Given data ▸
━━━━━━━━━━━━━━━━
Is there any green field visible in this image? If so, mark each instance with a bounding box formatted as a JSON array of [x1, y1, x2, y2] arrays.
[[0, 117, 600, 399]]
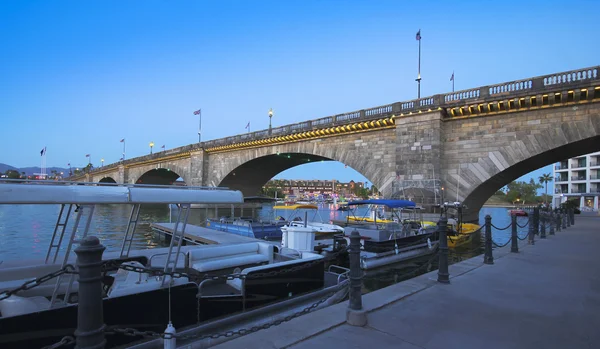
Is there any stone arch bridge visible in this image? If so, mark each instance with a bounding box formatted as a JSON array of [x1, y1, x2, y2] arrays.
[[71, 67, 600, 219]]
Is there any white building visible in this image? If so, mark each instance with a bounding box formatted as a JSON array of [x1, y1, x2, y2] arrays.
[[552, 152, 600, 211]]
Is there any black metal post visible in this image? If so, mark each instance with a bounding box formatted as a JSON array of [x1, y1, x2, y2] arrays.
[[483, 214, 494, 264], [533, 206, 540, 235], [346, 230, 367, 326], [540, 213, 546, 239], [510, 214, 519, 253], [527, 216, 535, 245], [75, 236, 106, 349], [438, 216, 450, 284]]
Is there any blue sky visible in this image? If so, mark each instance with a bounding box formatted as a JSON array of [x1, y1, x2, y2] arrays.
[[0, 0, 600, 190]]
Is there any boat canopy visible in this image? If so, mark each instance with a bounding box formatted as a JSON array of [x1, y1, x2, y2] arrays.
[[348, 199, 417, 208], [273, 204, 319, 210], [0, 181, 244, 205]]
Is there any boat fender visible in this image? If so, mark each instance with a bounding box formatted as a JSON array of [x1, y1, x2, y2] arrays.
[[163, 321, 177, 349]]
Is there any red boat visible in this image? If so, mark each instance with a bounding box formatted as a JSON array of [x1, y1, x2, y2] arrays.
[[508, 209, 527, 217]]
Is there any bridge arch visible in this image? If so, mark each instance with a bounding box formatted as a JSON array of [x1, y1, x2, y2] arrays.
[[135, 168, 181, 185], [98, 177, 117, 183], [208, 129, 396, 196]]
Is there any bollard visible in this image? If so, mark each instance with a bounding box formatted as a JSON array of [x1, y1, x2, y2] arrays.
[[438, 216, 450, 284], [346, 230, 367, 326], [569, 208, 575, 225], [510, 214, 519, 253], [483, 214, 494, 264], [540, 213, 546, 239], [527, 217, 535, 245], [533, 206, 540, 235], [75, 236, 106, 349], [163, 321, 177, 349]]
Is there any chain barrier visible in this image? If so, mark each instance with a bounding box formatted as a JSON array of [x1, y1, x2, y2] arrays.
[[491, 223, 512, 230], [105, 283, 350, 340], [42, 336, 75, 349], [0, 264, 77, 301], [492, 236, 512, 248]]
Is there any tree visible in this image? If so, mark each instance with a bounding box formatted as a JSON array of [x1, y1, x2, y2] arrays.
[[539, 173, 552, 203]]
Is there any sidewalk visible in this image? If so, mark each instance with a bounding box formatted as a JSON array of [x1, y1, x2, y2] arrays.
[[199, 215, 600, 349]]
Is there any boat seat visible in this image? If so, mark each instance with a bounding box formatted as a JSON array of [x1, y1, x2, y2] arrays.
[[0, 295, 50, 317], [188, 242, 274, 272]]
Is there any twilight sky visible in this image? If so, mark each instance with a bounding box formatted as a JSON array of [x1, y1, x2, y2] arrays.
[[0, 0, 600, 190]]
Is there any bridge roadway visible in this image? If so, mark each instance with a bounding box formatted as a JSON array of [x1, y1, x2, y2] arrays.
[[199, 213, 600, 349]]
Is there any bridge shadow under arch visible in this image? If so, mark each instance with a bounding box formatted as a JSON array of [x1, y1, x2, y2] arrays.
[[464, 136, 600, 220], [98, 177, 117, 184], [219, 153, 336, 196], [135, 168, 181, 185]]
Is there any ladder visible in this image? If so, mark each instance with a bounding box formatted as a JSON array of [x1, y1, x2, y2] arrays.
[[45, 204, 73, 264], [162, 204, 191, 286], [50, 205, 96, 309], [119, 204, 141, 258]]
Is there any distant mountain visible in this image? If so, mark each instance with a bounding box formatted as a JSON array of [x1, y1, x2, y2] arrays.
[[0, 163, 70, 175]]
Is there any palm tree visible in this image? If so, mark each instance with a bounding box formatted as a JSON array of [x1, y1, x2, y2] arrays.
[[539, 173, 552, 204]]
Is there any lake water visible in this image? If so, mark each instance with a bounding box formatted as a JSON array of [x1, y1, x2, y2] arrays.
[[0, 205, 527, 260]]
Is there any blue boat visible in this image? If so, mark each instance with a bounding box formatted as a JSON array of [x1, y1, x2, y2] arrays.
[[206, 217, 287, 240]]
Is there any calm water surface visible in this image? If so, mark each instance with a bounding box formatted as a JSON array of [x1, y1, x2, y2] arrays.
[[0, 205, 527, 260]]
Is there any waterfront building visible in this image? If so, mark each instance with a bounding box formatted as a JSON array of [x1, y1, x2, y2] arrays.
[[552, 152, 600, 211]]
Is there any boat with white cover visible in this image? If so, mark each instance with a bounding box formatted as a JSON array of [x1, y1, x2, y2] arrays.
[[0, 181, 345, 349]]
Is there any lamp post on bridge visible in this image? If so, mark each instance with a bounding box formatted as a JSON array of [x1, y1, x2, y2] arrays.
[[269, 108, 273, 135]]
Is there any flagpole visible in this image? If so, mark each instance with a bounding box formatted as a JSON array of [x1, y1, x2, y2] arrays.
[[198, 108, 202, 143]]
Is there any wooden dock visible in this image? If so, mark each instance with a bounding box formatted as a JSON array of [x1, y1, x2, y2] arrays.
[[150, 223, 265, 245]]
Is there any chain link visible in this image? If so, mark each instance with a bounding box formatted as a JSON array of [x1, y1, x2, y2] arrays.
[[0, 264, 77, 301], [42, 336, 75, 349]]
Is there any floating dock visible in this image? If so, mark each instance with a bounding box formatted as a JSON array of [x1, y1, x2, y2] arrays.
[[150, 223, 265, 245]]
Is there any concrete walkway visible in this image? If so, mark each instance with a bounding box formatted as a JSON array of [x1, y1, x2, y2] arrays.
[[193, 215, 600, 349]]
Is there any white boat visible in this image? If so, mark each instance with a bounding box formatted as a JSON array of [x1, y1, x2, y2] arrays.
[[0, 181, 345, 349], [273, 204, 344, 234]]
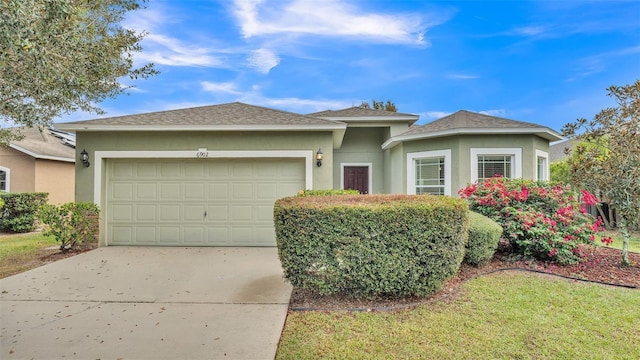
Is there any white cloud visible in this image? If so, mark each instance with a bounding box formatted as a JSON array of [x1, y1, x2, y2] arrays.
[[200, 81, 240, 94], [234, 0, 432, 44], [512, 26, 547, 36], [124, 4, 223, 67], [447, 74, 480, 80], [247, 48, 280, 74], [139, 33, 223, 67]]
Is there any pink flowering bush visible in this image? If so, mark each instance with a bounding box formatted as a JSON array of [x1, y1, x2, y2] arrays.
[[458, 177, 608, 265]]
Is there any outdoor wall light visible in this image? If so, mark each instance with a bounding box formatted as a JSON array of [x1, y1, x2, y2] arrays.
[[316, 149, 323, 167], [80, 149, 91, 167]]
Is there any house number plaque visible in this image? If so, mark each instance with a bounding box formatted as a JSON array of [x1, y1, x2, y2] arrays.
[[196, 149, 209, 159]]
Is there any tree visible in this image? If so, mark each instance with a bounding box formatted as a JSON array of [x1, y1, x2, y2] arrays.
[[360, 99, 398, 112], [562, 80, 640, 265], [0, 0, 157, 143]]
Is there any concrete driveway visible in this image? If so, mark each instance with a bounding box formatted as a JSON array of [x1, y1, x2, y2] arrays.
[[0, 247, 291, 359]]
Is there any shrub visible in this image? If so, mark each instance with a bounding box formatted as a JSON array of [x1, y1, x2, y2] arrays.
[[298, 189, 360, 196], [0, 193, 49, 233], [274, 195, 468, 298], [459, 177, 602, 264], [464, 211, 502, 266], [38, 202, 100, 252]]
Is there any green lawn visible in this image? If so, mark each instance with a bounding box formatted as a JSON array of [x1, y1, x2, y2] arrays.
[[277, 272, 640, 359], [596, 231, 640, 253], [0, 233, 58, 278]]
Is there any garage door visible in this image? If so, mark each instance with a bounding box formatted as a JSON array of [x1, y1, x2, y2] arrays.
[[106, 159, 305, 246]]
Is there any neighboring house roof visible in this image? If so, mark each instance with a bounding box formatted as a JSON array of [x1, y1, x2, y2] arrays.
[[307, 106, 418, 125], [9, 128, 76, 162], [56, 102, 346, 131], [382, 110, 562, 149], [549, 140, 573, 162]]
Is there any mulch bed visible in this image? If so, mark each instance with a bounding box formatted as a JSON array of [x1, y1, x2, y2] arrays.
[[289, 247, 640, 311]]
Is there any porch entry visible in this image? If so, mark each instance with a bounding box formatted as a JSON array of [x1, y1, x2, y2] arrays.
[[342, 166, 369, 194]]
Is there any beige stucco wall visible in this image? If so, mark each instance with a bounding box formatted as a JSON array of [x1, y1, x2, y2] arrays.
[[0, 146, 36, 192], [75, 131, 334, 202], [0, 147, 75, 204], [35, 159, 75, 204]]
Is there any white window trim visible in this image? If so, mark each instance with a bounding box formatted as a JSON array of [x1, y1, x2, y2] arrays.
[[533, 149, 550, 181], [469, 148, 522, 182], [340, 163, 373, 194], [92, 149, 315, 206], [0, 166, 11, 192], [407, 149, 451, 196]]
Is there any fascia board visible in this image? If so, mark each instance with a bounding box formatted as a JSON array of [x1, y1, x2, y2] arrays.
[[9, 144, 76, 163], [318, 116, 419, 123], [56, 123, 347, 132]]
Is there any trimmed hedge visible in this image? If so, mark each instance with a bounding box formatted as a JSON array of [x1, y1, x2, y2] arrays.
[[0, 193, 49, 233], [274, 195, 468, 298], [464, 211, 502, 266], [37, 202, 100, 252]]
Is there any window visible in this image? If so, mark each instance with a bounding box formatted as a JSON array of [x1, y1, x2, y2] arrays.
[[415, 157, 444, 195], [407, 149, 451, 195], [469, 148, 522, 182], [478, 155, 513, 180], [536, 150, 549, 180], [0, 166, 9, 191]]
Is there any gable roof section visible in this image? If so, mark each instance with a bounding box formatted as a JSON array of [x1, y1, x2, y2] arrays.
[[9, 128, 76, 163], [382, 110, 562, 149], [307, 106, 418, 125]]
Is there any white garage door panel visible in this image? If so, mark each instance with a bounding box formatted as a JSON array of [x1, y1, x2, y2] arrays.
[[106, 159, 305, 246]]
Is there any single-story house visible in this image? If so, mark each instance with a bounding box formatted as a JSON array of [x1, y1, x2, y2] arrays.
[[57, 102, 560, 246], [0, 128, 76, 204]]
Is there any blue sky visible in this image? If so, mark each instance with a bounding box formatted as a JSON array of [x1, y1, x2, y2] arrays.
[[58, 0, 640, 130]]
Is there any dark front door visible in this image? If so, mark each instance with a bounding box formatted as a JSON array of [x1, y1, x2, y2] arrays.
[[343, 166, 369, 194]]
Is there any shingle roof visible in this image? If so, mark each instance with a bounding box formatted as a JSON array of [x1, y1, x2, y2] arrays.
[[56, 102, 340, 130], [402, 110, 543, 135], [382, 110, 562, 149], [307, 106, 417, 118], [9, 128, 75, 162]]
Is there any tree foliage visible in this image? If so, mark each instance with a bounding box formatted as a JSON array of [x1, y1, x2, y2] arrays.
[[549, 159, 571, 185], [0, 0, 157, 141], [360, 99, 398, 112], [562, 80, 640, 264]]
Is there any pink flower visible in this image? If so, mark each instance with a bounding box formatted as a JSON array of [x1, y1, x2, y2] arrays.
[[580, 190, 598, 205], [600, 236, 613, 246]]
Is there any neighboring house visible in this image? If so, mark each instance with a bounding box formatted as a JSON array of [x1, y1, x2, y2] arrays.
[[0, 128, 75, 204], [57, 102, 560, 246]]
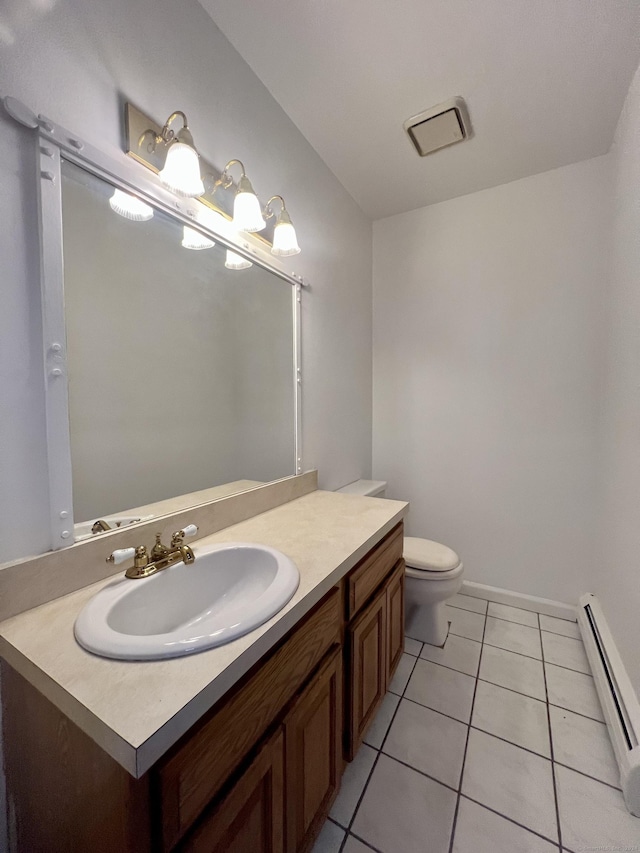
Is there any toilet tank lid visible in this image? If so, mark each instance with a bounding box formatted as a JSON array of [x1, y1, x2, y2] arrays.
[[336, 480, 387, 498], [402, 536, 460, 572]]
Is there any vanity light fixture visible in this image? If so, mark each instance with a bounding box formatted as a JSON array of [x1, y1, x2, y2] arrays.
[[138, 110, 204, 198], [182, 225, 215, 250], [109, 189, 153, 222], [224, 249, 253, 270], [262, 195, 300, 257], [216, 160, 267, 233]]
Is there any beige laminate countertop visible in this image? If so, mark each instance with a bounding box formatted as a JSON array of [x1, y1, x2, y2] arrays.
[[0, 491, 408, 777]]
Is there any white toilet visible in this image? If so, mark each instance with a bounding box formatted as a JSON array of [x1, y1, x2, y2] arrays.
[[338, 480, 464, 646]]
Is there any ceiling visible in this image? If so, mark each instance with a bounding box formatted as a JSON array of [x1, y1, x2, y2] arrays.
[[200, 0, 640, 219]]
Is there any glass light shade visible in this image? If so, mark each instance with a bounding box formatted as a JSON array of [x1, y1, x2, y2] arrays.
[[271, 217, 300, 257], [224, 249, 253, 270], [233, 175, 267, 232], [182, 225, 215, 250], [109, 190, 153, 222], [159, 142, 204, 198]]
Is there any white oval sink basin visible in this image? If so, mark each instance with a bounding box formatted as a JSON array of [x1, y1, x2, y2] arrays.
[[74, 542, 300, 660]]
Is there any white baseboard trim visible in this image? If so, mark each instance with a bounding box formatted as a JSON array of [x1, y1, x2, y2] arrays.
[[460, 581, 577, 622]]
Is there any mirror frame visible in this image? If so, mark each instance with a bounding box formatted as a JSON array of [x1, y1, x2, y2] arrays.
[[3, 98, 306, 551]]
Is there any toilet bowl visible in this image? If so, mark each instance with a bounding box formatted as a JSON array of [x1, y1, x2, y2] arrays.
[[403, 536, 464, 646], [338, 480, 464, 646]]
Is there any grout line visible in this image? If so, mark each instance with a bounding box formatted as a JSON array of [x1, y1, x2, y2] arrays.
━━━━━━━━━━━━━━━━
What you are asked to do ▸ Rescale the items between the line holding "Is there any lamp" and the line holding "[[198, 108, 202, 143]]", inclusive, by writing out each of those lines again with the requests unchanged. In the answers, multiply every bounding-box coordinate by 2.05 and round it to a whole number, with halves rounded up.

The solution ▸
Is there any lamp post on bridge visible in this image? If so, mark each instance with a bounding box formatted as a JSON array of [x1, y1, x2, y2] arrays.
[[551, 221, 560, 277]]
Is there any flagpole visible in this image? If so, mark each instance with a bounding box formatted as a JSON array of [x1, y1, x2, y2] arrays.
[[406, 221, 414, 293]]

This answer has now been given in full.